### 学習テキスト
宗教を社会現象として捉え、宗教の社会的形態(宗教団体宗教運動の歴史・構造)や宗教と社会(国家、地域社会、家、家族、メディア等)の関係を主たる研究対象とする学問。

その歴史は、一九世紀末から二〇世紀初めにかけての西洋で始まり、E・デュルケムとM・ヴェーバーによって、その基礎が築かれた。『宗教生活の原初形態』(一九一二)を著したデュルケムは、宗教の本質を俗なるものと区別される聖なるものに求め、宗教を聖なるものをめぐる信念・行事・教会であると定義し、宗教が社会を統合する力をもつことを明らかにした。また、俗なる資本主義を成立させた原動力となったのが、宗教的エートスにもとづくキリスト教徒の聖なる実践(世俗内禁欲)であるという逆説を明らかにしたヴェーバーの『プロテスタンティズムの倫理と資本主義の精神』(一九〇五)である。

宗教と社会システムの関係を体系化したのが、一九三〇年代から七〇年代に活躍したT・パーソンズの構造機能主義であり、家族や地域社会、全体社会の維持・再生産という宗教の果たす社会統合の機能が理論化された。それに対して、人間の意味世界に注目し、宗教を聖なるコスモスを確立する人間の事業であると定義したのが、P・バーガーの『聖なる天蓋』(一九六七)である。バーガーによれば、社会を成立させている日常的な意味秩序を宇宙全体に投影したものがコスモス=聖なる天蓋であり、この聖なる天蓋が人々の生活や社会全体を意味づけ、安定させる。ところが、世俗的な領域が宗教の支配から離脱する世俗化によって聖なる天蓋が消失し、宗教は個人化し、選択や趣向の問題となったという。さらに、聖なるコスモスの基盤がもはや社会にではなく、個人にあり、世俗化を宗教の個人化と考えたのが、T・ルックマンの『見えない宗教』(一九六七)である。

こうして、一九六〇年代以降、俗なる領域から聖なるものが影響力を消失していくとする世俗化論が欧米の研究者の間で大きな話題となるが、一九八〇年代以降の世界各地におけるキリスト教の動向を取り上げ、宗教が俗なる公的領域に積極的に関わっていると分析したのが、J・カサノヴァの『近代世界の公共宗教』(一九九四)である。そこでは、宗教が果たす社会的役割の再考を提起し、世俗化論を問い直している。

こうした欧米の宗教社会学の歴史は、日本の宗教社会学の動向にも反映している。その学説史を遡れば、明治三三年(一九〇〇)の姉崎正治の『宗教学概論』に行き着く。姉崎によって、宗教学の一分野として、宗教社会学が位置づけられた地点から、日本の宗教社会学の歴史は始まった。当初、西洋の学説の輸入・紹介が中心だったが、一九三〇年代以降、農山村の民俗信仰・神社神道仏教を対象とする日本社会の聖なるものに関する実証研究がスタートし、独自の歩みを見せる。また、戦後はアメリカの社会学や文化人類学の影響で実証的・科学的な調査研究が進展した。こうした実証研究の成果として、森岡清美『真宗教団と「家」制度』(一九六二)がある。その後、高度経済成長期を経て、「宗教と社会変動」が大きな研究テーマとなり、一九七〇年代半ば以降は、新宗教研究が大きな盛り上がりを見せ、『新宗教事典』(一九九〇)という成果をもたらした。

### 課題
A – 本文によると、『近代世界の公共宗教』を著したのは誰ですか。
B – 本文のうち「その歴史は、一九世紀末から二」を含む語句で始まり「再考を提起し、世俗化論を問い直している。」で終わる部分を、「聖なる天蓋」をすべて「聖なる覆い」に置き換えて書き直しなさい。

(出典データ)
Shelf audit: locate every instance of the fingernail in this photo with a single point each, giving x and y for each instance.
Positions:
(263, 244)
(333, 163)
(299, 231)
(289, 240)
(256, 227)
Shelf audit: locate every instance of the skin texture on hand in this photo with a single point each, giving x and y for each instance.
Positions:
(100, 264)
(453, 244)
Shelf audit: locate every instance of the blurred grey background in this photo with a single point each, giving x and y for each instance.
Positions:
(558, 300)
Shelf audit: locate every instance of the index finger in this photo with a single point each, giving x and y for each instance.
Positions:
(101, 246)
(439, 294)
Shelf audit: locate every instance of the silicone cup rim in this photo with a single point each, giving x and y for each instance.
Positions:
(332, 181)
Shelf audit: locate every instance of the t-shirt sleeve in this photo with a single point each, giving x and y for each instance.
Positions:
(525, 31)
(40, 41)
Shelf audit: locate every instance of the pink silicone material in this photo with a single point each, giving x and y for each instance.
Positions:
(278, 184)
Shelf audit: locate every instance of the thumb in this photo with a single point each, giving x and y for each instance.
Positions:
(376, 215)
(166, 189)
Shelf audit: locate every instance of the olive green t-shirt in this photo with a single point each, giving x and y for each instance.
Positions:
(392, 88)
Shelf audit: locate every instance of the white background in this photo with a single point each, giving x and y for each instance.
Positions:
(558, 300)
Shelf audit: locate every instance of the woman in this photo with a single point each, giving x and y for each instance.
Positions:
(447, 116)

### 解答
A – J・カサノヴァです。

B –
その歴史は、一九世紀末から二〇世紀初めにかけての西洋で始まり、E・デュルケムとM・ヴェーバーによって、その基礎が築かれた。『宗教生活の原初形態』(一九一二)を著したデュルケムは、宗教の本質を俗なるものと区別される聖なるものに求め、宗教を聖なるものをめぐる信念・行事・教会であると定義し、宗教が社会を統合する力をもつことを明らかにした。また、俗なる資本主義を成立させた原動力となったのが、宗教的エートスにもとづくキリスト教徒の聖なる実践(世俗内禁欲)であるという逆説を明らかにしたヴェーバーの『プロテスタンティズムの倫理と資本主義の精神』(一九〇五)である。

宗教と社会システムの関係を体系化したのが、一九三〇年代から七〇年代に活躍したT・パーソンズの構造機能主義であり、家族や地域社会、全体社会の維持・再生産という宗教の果たす社会統合の機能が理論化された。それに対して、人間の意味世界に注目し、宗教を聖なるコスモスを確立する人間の事業であると定義したのが、P・バーガーの『聖なる覆い』(一九六七)である。バーガーによれば、社会を成立させている日常的な意味秩序を宇宙全体に投影したものがコスモス=聖なる覆いであり、この聖なる覆いが人々の生活や社会全体を意味づけ、安定させる。ところが、世俗的な領域が宗教の支配から離脱する世俗化によって聖なる覆いが消失し、宗教は個人化し、選択や趣向の問題となったという。さらに、聖なるコスモスの基盤がもはや社会にではなく、個人にあり、世俗化を宗教の個人化と考えたのが、T・ルックマンの『見えない宗教』(一九六七)である。

こうして、一九六〇年代以降、俗なる領域から聖なるものが影響力を消失していくとする世俗化論が欧米の研究者の間で大きな話題となるが、一九八〇年代以降の世界各地におけるキリスト教の動向を取り上げ、宗教が俗なる公的領域に積極的に関わっていると分析したのが、J・カサノヴァの『近代世界の公共宗教』(一九九四)である。そこでは、宗教が果たす社会的役割の再考を提起し、世俗化論を問い直している。